Count the lines in the records below that contain the string "above". Reply with the number alone.

▸ **Dataset content**:

========

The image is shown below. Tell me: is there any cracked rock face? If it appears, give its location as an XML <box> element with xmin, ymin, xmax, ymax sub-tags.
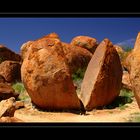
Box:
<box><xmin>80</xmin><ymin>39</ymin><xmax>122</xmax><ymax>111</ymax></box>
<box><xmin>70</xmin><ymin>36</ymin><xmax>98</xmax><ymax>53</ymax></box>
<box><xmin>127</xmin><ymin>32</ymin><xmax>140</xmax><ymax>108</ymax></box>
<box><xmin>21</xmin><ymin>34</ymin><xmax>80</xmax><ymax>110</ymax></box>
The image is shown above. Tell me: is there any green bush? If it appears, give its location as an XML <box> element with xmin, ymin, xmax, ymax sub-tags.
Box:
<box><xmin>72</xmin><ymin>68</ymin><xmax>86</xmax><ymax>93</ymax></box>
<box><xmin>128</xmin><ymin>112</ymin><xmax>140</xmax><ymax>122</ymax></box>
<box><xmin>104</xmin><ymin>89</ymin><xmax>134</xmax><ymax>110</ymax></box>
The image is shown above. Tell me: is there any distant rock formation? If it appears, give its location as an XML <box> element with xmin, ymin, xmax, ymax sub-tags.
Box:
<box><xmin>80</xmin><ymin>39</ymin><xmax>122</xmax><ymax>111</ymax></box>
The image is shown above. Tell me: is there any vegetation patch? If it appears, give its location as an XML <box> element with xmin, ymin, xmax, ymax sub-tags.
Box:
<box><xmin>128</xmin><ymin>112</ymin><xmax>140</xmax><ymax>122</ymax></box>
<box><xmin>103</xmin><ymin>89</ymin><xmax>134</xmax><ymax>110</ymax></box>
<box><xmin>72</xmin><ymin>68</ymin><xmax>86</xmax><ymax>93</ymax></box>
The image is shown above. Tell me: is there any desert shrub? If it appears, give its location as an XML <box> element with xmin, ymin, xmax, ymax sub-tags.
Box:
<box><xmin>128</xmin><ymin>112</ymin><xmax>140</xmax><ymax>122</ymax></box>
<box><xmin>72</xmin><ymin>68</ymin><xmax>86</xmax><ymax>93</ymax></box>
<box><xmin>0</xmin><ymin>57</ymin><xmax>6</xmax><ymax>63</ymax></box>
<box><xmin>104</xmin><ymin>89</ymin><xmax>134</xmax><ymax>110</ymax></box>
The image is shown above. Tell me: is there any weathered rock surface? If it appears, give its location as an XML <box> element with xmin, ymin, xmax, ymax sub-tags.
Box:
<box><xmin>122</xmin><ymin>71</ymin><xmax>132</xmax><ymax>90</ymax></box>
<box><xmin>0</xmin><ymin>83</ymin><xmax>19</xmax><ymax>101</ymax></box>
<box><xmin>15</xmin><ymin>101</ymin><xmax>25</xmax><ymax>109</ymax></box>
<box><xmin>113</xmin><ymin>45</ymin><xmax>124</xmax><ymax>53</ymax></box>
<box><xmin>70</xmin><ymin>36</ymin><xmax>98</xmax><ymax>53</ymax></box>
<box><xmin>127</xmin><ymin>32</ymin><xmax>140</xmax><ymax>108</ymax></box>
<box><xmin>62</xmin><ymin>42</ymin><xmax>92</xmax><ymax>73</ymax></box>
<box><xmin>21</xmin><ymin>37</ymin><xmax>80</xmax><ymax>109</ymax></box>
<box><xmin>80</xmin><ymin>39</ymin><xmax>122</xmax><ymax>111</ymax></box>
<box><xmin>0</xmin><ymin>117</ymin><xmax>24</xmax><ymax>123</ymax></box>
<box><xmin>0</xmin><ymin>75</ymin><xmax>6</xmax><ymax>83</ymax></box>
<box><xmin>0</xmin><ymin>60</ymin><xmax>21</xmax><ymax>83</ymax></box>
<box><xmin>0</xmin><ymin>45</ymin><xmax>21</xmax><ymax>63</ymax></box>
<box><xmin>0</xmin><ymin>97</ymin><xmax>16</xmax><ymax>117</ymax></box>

========

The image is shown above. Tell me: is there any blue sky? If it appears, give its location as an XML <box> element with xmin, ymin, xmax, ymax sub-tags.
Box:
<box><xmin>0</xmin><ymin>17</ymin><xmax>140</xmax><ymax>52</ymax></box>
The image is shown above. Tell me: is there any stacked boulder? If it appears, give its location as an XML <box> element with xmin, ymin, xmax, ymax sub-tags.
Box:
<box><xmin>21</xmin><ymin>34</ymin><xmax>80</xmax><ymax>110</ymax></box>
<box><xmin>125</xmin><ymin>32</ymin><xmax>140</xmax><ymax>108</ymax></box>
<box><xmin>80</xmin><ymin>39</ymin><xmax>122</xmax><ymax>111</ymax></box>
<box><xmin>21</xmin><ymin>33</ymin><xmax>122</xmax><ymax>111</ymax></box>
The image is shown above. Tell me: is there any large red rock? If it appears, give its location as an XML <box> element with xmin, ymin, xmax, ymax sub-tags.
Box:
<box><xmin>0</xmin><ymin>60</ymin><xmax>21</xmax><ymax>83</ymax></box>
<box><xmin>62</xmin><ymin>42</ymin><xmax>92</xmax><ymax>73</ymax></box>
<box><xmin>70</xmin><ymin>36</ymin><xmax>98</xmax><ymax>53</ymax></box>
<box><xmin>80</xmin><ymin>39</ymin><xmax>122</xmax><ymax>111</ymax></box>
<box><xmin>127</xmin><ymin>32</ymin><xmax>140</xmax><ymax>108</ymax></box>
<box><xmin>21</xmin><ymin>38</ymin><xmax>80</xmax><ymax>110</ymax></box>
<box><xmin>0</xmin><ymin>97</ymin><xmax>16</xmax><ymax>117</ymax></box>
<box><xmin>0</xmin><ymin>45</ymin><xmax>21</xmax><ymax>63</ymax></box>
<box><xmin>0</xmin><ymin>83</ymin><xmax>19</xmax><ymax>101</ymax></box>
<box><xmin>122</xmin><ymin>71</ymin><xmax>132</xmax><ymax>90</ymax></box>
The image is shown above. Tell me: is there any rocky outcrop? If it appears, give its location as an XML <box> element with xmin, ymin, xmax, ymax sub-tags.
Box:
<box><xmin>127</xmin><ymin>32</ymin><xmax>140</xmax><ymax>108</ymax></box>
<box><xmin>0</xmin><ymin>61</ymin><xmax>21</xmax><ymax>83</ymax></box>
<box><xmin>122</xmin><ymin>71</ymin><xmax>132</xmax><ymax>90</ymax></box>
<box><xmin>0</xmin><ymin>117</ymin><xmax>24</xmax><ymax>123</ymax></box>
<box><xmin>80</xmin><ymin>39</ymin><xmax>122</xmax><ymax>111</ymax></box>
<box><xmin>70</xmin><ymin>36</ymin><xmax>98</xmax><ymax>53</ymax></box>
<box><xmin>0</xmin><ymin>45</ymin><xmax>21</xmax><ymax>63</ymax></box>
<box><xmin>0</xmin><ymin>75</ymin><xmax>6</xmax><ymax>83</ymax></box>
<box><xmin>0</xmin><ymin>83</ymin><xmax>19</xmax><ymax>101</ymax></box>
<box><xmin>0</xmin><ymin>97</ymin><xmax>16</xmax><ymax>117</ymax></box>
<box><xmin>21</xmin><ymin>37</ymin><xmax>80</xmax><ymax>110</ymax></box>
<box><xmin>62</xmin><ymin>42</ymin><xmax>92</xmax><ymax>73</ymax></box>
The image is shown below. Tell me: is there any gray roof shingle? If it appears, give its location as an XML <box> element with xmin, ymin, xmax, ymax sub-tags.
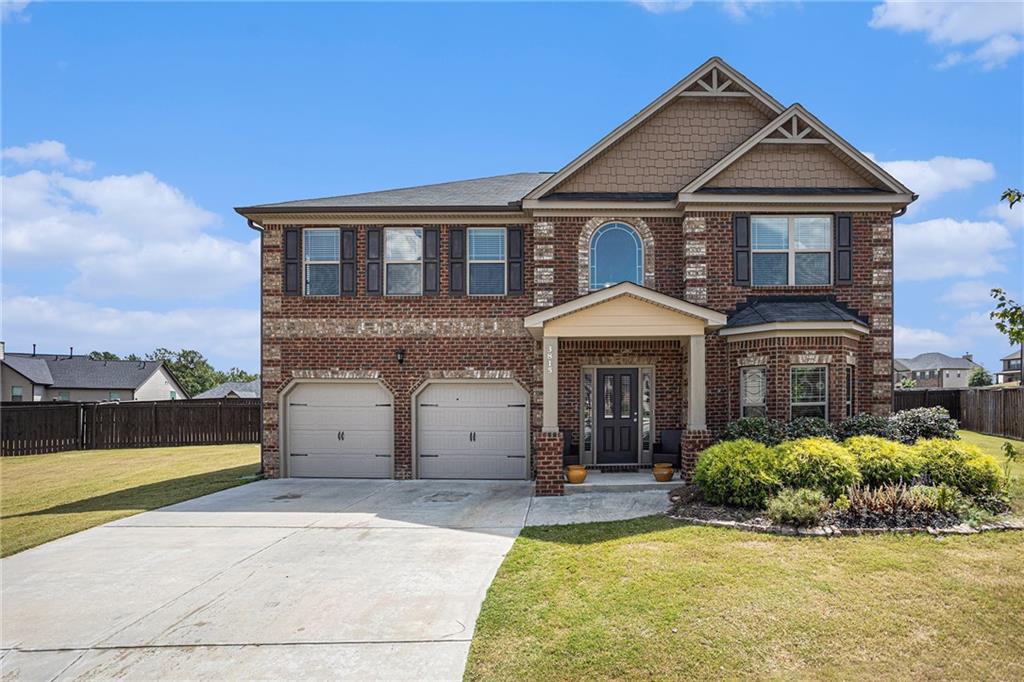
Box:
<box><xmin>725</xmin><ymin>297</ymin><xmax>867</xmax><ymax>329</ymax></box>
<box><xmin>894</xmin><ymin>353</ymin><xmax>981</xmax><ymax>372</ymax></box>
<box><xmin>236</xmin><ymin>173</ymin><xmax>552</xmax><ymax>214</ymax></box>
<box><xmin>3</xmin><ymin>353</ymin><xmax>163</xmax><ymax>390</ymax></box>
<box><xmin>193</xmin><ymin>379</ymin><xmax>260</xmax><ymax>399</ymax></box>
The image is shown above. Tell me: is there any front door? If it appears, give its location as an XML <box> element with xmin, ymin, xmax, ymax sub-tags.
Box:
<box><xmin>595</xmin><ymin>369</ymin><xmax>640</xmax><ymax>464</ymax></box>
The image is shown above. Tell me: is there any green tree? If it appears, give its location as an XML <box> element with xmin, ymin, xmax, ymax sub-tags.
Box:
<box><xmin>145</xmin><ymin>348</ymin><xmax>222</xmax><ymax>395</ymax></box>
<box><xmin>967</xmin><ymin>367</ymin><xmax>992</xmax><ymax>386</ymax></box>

========

▸ **Right answer**: 11